» Problems and tasks
• A. According to the OxiCUDA 0.1.4 release note, what is OxiCUDA's only runtime dependency?
• B. Do the following statements agree with the OxiCUDA 0.1.4 release note? For each one, answer yes or no and quote the deciding words. (i) Version 0.1.4 adds new public surface. (ii) Version 0.1.4 came out the day after 0.1.3. (iii) Building OxiCUDA requires nvcc.
• C. Quote the OxiCUDA 0.1.4 release note from "Why 0.1.4 matters" up to and including "got in 0.1.3.".

OxiCUDA 0.1.4 Released — Continued Quality and Documentation Polish

The polish continues — one tidy step a day keeps a 28-crate workspace honest.

Today we released OxiCUDA 0.1.4 — a maintenance release with documentation and quality improvements across all crates.

OxiCUDA replaces the entire NVIDIA CUDA Toolkit software stack with type-safe, memory-safe Rust. No CUDA SDK. No nvcc. No C/C++ toolchain at build time — cargo build is the whole story. The only runtime dependency is the NVIDIA driver (libcuda.so / nvcuda.dll), and PTX is generated and autotuned to run near peak from Turing through Blackwell.

Why 0.1.4 matters

Let’s be candid: this is a small, steady release, the day after 0.1.3, squarely in the early-life hardening phase. There is no new public surface here. What there is, is discipline — the unglamorous kind of work that makes a 28-crate workspace dependable.

Documentation and quality improvements across all crates. More of the same daily polish: clearer docs, cleaner internals.
All internal dependency versions aligned to 0.1.4. The whole workspace now ships in lockstep — every crate references its siblings at exactly the same version, so there is no drift to reason about when you pull OxiCUDA into a project.
The architecture is unchanged. It remains the stable ~260K-line, 28-crate, 10-Volume + 7-backend stack you got in 0.1.3.

If 0.1.3 was about closing the version sync, 0.1.4 is about keeping the cadence: one tidy release a day, release hygiene tightened, nothing surprising.

» Data
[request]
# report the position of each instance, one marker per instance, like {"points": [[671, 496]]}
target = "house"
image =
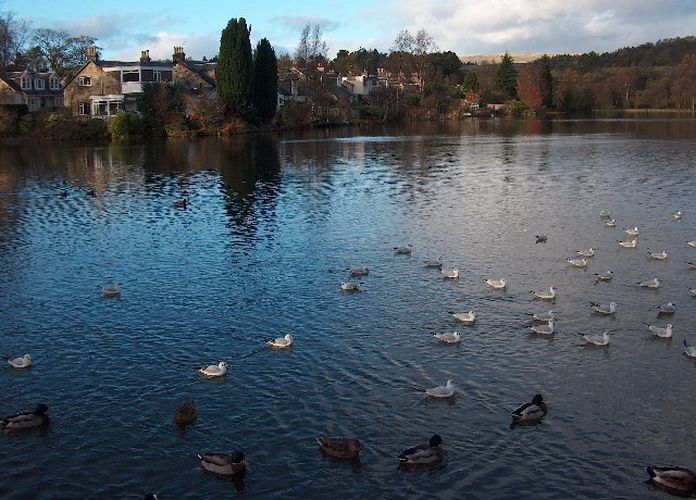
{"points": [[104, 88], [38, 90]]}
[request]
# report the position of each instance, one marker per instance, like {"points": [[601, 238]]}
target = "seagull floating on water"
{"points": [[664, 333], [448, 338], [467, 318], [497, 284], [577, 262], [281, 342], [550, 295], [666, 309], [212, 371], [544, 329], [19, 363], [658, 255], [442, 391], [111, 290], [597, 339], [653, 283], [544, 317], [689, 350], [604, 308]]}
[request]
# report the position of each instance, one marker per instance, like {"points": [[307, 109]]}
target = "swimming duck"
{"points": [[342, 448], [448, 338], [677, 480], [111, 291], [18, 363], [26, 420], [466, 318], [441, 391], [224, 464], [423, 454], [212, 371], [496, 284], [529, 413], [282, 342], [185, 413]]}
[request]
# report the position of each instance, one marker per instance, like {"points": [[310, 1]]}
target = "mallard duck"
{"points": [[345, 449], [677, 480], [282, 342], [185, 413], [529, 413], [423, 454], [212, 371], [26, 420], [224, 464], [18, 363]]}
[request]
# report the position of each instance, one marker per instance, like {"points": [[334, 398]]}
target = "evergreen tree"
{"points": [[506, 78], [234, 72], [265, 80], [546, 82]]}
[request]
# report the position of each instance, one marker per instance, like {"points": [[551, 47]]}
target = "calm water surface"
{"points": [[272, 225]]}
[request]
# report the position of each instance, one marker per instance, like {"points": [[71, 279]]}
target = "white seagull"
{"points": [[20, 362], [497, 284], [212, 371], [448, 338], [544, 317], [111, 290], [550, 295], [653, 283], [577, 262], [586, 253], [544, 329], [597, 339], [467, 318], [604, 308], [689, 350], [441, 391], [606, 276], [450, 273], [658, 255], [281, 342], [628, 243], [664, 333]]}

» Replies
• A. The NVIDIA driver (libcuda.so / nvcuda.dll).

• B.
(i) No: "There is no new public surface here."
(ii) Yes: "the day after 0.1.3"
(iii) No: "No nvcc."

• C.
Why 0.1.4 matters

Let’s be candid: this is a small, steady release, the day after 0.1.3, squarely in the early-life hardening phase. There is no new public surface here. What there is, is discipline — the unglamorous kind of work that makes a 28-crate workspace dependable.

Documentation and quality improvements across all crates. More of the same daily polish: clearer docs, cleaner internals.
All internal dependency versions aligned to 0.1.4. The whole workspace now ships in lockstep — every crate references its siblings at exactly the same version, so there is no drift to reason about when you pull OxiCUDA into a project.
The architecture is unchanged. It remains the stable ~260K-line, 28-crate, 10-Volume + 7-backend stack you got in 0.1.3.